- [LISTED ENTRIES]

-- Start --

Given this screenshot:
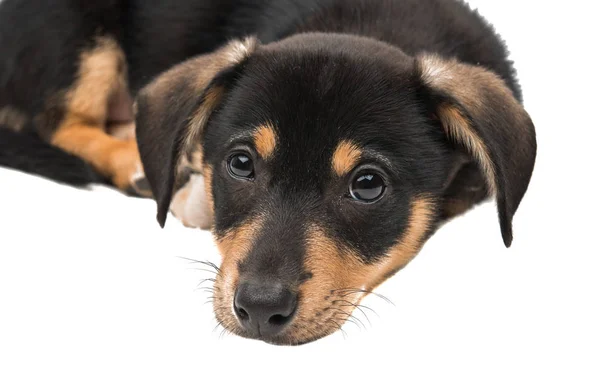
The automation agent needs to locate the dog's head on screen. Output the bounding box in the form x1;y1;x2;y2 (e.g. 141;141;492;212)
137;34;536;344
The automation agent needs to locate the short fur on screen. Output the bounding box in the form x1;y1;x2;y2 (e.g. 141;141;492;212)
0;0;537;344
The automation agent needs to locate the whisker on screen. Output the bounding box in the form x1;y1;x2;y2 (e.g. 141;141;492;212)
177;256;221;273
334;299;379;327
331;307;367;330
333;288;396;307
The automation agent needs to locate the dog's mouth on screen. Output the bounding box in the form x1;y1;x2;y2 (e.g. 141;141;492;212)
213;281;370;346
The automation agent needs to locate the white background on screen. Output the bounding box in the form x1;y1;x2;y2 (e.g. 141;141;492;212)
0;0;600;388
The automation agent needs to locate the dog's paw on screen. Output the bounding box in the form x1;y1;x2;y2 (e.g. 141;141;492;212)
171;174;213;230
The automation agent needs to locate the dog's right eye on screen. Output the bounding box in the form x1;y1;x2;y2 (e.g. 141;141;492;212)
228;153;254;180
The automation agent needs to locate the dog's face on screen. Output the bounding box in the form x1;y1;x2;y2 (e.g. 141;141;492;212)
137;34;535;344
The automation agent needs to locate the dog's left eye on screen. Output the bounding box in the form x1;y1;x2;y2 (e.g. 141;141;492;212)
350;173;385;202
228;153;254;179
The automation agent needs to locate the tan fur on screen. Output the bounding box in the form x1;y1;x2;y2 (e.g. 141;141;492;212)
0;106;27;132
331;140;362;177
50;38;143;190
213;215;263;332
366;198;435;290
419;55;528;194
106;123;135;140
210;198;434;343
145;37;258;161
254;124;277;160
437;104;497;193
203;165;215;223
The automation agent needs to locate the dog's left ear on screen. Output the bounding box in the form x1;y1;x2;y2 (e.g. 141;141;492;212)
416;55;537;247
135;38;258;227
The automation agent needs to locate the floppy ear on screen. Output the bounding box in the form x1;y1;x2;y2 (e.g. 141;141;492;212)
135;38;258;227
416;55;537;247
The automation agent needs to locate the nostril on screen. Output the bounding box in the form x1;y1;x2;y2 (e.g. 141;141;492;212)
235;307;250;321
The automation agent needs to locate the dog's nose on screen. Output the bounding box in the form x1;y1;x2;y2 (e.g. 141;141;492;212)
233;282;297;337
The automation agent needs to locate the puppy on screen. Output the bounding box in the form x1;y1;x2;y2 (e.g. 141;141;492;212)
0;0;536;345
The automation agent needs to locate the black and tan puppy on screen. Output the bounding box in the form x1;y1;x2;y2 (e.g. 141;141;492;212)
0;0;536;344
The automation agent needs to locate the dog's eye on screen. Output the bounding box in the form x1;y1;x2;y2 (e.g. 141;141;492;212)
228;154;254;179
350;173;385;202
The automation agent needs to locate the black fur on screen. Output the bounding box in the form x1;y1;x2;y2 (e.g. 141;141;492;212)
0;0;537;342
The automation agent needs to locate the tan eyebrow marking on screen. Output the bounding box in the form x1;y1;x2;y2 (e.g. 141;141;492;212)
331;140;362;177
254;123;277;160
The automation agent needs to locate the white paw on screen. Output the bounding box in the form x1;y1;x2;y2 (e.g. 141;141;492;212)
171;175;213;229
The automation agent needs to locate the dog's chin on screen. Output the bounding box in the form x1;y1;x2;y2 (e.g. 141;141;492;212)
227;326;335;346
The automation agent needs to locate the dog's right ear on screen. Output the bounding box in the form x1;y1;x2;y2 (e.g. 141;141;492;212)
135;38;258;227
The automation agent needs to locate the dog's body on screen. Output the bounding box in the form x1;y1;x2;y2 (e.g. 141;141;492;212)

-- End --

- [INSTRUCTIONS TO FOLLOW] Recast the lines as a Markdown table with two columns, Row and Line. Start at the line that contains "The automation agent needs to locate the dog's paw" and go on through the line that contains "171;174;213;230". Number each row and leave out any blank lines.

- [EXERCISE RESPONSE]
| Row | Line |
|---|---|
| 1 | The automation agent needs to locate the dog's paw on screen. Output the bounding box in the form x1;y1;x2;y2 (e.g. 141;141;492;212) |
| 2 | 171;174;213;230 |